>> BEGIN Data shown
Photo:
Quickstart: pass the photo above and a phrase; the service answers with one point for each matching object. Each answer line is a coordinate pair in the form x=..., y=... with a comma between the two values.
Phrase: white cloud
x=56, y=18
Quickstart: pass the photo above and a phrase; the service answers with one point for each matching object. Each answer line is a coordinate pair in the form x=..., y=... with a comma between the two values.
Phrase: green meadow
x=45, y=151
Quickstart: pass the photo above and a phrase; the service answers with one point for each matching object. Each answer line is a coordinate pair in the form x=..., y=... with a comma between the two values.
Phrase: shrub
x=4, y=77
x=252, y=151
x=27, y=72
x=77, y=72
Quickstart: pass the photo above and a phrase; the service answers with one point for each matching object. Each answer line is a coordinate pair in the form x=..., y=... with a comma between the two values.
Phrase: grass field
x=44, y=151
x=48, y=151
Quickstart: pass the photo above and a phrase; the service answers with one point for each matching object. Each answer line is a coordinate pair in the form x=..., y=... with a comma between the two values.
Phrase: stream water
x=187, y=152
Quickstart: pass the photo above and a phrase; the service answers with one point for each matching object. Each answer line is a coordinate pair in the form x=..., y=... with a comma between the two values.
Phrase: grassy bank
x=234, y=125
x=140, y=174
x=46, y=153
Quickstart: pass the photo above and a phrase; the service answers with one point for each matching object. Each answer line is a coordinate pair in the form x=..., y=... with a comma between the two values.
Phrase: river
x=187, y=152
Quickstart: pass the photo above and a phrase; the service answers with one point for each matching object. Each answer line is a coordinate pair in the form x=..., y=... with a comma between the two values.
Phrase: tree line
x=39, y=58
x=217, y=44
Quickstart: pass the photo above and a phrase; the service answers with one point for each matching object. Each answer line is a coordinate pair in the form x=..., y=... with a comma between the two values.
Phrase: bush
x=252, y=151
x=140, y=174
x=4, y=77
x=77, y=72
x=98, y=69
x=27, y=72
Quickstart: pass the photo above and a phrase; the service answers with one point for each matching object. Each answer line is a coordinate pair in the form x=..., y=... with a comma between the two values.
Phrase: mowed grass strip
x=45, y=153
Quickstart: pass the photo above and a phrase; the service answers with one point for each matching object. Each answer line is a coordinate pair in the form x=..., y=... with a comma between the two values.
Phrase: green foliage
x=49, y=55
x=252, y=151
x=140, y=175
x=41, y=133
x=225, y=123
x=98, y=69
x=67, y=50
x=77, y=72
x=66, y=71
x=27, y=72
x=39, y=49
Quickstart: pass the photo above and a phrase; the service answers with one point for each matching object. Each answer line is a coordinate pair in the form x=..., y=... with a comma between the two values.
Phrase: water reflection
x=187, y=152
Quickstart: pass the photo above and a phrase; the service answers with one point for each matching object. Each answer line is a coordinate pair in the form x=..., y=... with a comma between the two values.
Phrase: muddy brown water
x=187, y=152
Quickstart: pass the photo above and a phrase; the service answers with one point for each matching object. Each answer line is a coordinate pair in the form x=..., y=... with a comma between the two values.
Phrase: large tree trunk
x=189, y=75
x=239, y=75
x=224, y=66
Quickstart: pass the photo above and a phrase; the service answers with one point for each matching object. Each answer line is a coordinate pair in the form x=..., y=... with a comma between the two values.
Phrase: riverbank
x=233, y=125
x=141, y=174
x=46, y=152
>> END Data shown
# Brief:
Please copy out all of the lines above word for word, leaving nothing out and changing nothing.

# Task output:
Photo:
Quickstart: pass the photo above and a phrase; the service answers with one point for each matching object. Each answer line is a coordinate pair in the form x=..., y=... with a comma between the two values.
Phrase: white cloud
x=56, y=18
Quickstart: pass the photo above and a phrase; the service answers with one point for each matching object. Each answer line is a coordinate pair in the form x=..., y=... with a comma between the two values.
Phrase: green meadow
x=45, y=151
Quickstart: pass the photo above and a phrase; the service answers with one point for each matching object. Each answer line is a coordinate pair in the form x=..., y=... with a comma between the two values.
Phrase: shrub
x=4, y=77
x=252, y=151
x=27, y=72
x=77, y=72
Quickstart: pass the photo above and a phrase; the service answers with one point for each matching object. Each answer line is a coordinate pair in the form x=..., y=... with a comma between the two values.
Phrase: grass field
x=44, y=151
x=48, y=151
Quickstart: pass the photo above and a phrase; the service answers with one point for each matching object. Each answer line is a coordinate pair in the form x=..., y=... with a comma between the two values.
Phrase: stream water
x=187, y=152
Quickstart: pass the photo above and a phrase; the service answers with one point for each matching object. Each answer line is a coordinate pair in the form x=..., y=... with a comma between the two values.
Phrase: grassy bank
x=234, y=125
x=140, y=174
x=46, y=153
Quickstart: pass the photo above and a phrase; the service answers with one point for each matching object. Each answer line is a coordinate pair in the form x=..., y=... with a comma between the two values.
Phrase: river
x=187, y=152
Quickstart: pass the photo above and a phrase; the service answers with one point for each matching object. Each answer line is a coordinate pair in the form x=..., y=... with a comma between the two values.
Phrase: tree line
x=39, y=58
x=217, y=44
Quickstart: pass the photo above and a phrase; the service answers with one point for each matching object. Each answer line is a coordinate pair in the form x=..., y=... with a comma between the two values.
Phrase: bush
x=252, y=151
x=140, y=174
x=4, y=77
x=77, y=72
x=98, y=69
x=27, y=72
Quickstart: pass the photo above and a phrase; the service answers with one point for each matching object. Each answer line is a coordinate pair in the form x=..., y=... with a comma between the two values.
Phrase: mowed grass strip
x=45, y=153
Quickstart: pass the photo above and a phrase; the service answers with one point for each matching object. Each answer line is a coordinate pair in the form x=..., y=... with a comma between the two values.
Phrase: green foliage
x=49, y=55
x=252, y=151
x=140, y=175
x=41, y=133
x=225, y=123
x=98, y=69
x=67, y=50
x=77, y=72
x=66, y=71
x=27, y=72
x=39, y=49
Quickstart: pass the photo above and a phrase; the service answers with one point for each matching object. Each answer line is a coordinate pair in the form x=..., y=... with a comma between the two values.
Phrase: water reflection
x=187, y=152
Quickstart: pass the photo above and a phrase; the service answers with one point for each matching object. Each answer line is a coordinate pair in the form x=..., y=... with a comma between the two values.
Phrase: muddy brown water
x=187, y=152
Quickstart: pass the photo above and a phrase; the service answers with one point for each matching object. Each answer line is a coordinate pair in the form x=..., y=... with a comma between the two values.
Phrase: large tree trunk
x=189, y=75
x=239, y=75
x=224, y=66
Quickstart: pass the photo above and a phrase; the service answers with one point for each matching object. Each answer line is a coordinate pair in the form x=..., y=... with a comma between the two values.
Phrase: riverbank
x=233, y=125
x=141, y=174
x=46, y=152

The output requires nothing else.